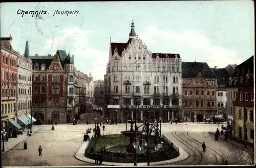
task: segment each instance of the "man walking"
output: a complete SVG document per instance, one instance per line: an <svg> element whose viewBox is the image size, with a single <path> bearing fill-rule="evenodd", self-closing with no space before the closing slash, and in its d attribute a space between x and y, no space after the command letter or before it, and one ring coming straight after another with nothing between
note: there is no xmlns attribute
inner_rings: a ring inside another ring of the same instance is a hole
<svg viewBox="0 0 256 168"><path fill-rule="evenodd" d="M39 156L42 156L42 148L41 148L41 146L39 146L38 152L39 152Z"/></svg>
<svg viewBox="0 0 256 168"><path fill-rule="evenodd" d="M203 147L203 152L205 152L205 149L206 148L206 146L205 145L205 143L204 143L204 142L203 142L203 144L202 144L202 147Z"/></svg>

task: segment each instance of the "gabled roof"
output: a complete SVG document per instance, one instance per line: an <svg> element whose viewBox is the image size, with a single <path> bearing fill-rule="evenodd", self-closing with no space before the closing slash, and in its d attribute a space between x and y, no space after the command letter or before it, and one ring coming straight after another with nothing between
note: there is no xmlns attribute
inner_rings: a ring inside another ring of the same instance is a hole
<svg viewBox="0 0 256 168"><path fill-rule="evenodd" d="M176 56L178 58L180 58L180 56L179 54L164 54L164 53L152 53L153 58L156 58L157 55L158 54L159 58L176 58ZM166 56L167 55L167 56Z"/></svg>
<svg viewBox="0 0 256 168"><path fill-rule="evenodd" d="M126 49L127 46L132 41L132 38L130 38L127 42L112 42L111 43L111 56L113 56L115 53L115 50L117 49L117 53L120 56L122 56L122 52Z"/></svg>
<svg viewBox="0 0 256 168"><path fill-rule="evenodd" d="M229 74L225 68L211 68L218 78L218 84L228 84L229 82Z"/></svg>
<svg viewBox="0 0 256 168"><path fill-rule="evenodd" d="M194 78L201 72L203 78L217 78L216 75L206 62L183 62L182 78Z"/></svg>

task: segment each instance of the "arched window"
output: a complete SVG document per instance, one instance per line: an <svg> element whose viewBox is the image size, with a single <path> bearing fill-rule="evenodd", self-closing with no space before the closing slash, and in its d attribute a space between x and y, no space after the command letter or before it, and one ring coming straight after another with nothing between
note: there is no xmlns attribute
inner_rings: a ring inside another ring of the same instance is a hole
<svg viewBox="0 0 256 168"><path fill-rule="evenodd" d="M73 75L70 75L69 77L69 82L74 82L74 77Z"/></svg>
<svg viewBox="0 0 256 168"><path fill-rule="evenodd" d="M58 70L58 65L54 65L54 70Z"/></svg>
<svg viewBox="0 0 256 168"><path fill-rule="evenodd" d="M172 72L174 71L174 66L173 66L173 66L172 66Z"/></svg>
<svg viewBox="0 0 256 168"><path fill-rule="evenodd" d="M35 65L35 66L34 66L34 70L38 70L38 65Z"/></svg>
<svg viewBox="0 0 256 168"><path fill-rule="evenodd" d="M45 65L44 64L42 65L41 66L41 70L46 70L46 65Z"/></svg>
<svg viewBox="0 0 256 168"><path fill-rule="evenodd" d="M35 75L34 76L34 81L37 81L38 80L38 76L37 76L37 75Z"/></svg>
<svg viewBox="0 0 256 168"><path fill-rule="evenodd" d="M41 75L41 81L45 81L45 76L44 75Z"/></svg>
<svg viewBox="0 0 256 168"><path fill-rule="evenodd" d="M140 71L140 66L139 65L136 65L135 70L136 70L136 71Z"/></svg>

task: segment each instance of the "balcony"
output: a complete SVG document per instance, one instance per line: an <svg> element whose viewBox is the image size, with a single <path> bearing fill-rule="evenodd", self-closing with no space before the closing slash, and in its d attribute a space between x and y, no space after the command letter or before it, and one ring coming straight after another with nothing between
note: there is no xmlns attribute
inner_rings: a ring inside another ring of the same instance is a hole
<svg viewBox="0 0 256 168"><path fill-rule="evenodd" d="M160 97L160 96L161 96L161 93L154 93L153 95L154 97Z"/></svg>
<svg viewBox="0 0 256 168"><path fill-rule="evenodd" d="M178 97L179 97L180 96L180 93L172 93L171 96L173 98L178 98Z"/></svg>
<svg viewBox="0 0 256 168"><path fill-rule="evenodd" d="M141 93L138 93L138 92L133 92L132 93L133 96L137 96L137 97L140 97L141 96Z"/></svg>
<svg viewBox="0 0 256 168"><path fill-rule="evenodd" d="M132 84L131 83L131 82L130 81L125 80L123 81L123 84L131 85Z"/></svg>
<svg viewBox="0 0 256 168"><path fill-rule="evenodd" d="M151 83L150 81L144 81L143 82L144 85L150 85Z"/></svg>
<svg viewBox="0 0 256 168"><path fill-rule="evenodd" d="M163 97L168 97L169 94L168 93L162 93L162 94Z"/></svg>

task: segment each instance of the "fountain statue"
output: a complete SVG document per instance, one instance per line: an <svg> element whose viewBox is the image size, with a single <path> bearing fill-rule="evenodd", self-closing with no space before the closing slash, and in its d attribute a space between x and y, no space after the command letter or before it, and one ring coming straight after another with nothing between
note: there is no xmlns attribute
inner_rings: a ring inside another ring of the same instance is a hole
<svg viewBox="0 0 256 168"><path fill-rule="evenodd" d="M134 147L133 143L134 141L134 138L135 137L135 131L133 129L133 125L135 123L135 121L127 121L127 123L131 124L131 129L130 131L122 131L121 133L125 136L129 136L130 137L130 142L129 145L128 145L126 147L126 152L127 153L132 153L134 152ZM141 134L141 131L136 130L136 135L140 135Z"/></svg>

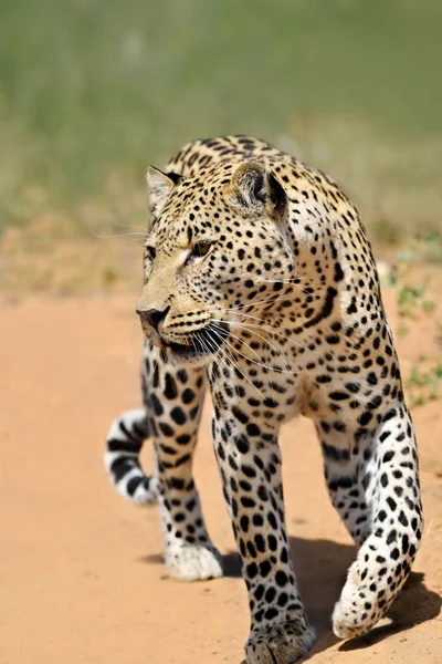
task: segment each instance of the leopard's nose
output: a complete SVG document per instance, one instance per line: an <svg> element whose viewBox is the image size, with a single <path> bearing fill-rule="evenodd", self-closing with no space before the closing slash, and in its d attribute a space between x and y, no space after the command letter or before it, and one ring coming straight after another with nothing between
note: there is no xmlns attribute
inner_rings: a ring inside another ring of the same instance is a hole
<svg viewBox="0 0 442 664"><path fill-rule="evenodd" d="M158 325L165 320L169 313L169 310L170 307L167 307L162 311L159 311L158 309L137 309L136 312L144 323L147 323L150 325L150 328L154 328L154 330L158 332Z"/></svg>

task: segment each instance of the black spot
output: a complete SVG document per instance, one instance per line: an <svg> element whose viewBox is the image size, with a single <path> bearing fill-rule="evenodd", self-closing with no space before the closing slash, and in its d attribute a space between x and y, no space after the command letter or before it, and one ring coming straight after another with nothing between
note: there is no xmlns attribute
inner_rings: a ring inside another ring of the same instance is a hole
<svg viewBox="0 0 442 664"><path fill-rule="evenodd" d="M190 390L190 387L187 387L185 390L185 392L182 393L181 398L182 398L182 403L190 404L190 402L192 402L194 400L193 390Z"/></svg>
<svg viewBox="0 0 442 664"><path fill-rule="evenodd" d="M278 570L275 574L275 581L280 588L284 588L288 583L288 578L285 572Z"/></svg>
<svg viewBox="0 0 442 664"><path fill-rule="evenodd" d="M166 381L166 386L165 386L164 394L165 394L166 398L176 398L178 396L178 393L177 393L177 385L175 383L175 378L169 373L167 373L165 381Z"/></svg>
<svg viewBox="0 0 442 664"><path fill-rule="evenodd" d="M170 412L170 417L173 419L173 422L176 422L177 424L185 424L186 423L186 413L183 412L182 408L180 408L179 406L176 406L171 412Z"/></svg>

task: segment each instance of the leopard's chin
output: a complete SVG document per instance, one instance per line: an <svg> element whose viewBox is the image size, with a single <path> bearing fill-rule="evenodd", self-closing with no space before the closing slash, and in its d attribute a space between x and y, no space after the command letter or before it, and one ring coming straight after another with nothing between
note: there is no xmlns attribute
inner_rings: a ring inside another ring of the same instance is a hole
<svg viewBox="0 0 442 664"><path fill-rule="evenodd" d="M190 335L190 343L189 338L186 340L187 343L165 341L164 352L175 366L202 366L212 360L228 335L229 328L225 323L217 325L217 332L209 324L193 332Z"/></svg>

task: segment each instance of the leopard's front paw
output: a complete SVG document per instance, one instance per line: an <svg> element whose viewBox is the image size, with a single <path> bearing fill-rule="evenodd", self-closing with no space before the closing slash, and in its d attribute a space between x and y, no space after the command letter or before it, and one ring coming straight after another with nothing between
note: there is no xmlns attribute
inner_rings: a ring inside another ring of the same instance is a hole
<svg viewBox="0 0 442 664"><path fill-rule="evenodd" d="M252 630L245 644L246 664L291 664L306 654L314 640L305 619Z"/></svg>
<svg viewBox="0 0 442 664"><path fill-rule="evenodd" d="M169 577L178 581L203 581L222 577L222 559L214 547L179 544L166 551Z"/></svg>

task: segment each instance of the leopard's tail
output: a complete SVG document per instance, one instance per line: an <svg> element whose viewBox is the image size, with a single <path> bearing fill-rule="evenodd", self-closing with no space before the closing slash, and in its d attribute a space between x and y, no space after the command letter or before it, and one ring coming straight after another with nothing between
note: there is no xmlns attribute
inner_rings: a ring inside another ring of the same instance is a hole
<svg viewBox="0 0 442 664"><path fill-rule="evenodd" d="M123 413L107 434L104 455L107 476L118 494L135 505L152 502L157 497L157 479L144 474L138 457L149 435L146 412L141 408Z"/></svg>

» OBJECTIVE:
Copy verbatim the lines of the data from the first line through the one containing "147L203 152L205 152L205", inclusive, and leave out the pictures.

» EXPECTED OUTPUT:
task: segment each instance of the "man walking"
output: a complete SVG document per instance, one instance per line: an <svg> element whose viewBox is the image size, with a single <path> bearing fill-rule="evenodd", self-closing with no space before the closing slash, and in its d attribute a space between x and y, no space after the command letter or before it, and one ring coming straight after another with nothing between
note: there is no xmlns attribute
inner_rings: a ring inside another ring of the same instance is a hole
<svg viewBox="0 0 256 168"><path fill-rule="evenodd" d="M39 156L42 156L42 148L41 148L41 146L39 146L38 152L39 152Z"/></svg>
<svg viewBox="0 0 256 168"><path fill-rule="evenodd" d="M203 147L203 152L205 152L205 149L206 148L206 146L205 145L205 143L204 143L204 142L203 142L203 144L202 144L202 147Z"/></svg>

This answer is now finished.